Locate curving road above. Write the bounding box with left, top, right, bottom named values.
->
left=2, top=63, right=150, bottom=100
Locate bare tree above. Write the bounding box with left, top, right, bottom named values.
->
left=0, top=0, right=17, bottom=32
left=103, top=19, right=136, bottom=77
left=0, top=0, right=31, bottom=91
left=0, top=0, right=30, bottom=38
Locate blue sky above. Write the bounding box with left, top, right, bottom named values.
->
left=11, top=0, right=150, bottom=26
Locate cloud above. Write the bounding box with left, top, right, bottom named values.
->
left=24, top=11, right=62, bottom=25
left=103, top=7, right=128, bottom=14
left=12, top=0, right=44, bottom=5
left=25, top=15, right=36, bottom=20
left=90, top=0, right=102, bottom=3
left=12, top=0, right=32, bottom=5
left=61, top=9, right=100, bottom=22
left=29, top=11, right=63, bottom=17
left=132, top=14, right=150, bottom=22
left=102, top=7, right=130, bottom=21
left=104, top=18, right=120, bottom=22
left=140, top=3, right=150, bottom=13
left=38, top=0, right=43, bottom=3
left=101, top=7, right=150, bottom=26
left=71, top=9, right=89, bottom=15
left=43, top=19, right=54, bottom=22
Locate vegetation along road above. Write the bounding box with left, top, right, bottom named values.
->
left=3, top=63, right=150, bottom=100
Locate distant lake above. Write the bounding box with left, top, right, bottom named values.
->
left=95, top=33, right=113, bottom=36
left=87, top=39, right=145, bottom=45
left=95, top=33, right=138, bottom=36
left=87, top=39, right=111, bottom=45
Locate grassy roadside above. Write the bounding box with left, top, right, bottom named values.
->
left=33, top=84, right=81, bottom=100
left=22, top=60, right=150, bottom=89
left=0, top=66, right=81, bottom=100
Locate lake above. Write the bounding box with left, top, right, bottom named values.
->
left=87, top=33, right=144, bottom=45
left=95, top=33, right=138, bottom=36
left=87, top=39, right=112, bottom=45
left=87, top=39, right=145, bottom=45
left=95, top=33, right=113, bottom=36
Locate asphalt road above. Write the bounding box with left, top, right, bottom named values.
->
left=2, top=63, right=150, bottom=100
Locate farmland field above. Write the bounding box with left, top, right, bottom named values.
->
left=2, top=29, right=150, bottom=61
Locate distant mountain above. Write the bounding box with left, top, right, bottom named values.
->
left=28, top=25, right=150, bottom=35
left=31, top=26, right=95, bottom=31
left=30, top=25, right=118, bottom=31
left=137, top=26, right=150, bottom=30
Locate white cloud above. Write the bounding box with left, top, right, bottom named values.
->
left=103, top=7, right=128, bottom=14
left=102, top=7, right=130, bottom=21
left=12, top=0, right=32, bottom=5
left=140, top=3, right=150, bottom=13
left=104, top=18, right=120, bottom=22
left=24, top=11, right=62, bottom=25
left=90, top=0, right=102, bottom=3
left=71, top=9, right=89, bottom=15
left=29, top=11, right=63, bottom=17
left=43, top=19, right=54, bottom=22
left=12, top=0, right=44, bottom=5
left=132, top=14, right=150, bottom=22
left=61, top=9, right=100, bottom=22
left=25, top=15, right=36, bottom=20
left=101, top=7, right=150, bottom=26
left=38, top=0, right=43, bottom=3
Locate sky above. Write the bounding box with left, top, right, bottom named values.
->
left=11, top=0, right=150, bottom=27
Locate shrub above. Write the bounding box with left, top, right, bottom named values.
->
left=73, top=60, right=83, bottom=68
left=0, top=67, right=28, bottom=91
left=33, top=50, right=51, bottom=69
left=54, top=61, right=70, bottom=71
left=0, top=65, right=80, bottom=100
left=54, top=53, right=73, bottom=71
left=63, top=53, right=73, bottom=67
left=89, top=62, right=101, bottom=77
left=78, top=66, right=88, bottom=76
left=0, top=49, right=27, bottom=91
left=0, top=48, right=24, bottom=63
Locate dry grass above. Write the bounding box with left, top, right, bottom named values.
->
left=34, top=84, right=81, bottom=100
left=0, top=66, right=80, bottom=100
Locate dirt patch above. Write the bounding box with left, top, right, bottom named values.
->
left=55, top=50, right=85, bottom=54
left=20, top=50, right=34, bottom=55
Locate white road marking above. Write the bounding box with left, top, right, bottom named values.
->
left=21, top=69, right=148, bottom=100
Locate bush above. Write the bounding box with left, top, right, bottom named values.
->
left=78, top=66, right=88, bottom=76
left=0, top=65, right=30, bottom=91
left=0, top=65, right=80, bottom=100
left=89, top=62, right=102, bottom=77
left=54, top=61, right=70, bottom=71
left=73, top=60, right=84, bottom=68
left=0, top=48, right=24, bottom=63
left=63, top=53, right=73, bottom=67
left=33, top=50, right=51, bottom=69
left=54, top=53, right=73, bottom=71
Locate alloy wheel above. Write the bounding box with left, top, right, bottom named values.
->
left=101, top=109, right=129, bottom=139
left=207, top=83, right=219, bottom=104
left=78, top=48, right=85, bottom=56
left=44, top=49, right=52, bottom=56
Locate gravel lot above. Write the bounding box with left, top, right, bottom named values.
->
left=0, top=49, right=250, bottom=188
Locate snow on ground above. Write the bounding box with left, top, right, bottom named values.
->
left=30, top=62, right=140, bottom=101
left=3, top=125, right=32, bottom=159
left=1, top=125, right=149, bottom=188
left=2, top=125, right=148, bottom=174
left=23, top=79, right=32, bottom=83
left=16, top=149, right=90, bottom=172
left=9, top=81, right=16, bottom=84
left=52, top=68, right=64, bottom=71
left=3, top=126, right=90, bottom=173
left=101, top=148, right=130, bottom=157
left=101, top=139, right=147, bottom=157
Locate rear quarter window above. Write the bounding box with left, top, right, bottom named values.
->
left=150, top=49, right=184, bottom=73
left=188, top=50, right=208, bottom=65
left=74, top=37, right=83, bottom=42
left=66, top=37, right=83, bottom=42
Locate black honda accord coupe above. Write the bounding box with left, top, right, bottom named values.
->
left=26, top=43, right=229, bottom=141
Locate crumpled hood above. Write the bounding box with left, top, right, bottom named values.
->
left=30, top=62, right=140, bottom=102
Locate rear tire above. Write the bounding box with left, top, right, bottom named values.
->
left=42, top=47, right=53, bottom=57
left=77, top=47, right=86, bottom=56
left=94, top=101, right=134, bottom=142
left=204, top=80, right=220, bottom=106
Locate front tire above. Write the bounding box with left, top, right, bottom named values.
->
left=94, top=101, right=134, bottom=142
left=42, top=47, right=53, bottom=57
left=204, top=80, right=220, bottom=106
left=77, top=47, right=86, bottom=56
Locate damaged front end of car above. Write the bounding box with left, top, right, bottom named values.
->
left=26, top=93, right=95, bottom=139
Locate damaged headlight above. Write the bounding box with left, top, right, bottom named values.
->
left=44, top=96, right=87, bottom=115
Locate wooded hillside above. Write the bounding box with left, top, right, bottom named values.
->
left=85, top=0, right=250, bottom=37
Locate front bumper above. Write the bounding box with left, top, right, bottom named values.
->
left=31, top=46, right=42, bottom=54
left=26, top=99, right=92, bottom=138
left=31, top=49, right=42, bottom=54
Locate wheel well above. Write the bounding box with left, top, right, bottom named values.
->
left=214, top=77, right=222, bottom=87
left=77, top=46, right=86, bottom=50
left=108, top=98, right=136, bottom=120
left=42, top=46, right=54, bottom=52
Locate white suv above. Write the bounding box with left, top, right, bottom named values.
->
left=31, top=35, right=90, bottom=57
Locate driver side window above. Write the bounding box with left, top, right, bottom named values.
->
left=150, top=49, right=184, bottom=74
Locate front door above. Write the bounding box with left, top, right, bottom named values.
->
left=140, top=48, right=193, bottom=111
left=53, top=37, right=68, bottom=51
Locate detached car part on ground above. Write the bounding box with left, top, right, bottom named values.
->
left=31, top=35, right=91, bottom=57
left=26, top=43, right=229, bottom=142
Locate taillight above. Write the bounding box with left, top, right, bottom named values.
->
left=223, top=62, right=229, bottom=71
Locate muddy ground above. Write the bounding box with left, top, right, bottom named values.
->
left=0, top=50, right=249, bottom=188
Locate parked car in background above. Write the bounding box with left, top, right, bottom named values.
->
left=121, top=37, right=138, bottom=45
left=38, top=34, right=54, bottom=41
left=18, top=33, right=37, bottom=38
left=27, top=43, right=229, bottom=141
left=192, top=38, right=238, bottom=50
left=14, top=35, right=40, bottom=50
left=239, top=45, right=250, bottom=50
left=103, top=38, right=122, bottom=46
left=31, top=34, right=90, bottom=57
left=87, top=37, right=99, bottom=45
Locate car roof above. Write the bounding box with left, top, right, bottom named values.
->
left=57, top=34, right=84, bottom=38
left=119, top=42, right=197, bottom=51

----------

**YOUR GOAL:** From the records above, pull out every line containing the word "rear".

**RESULT OF THIS EXERCISE:**
Locate rear quarter window above. Write the bounding box with left, top, right, bottom named values.
Locate rear tire above. Write the bounding box with left, top, right, bottom named values.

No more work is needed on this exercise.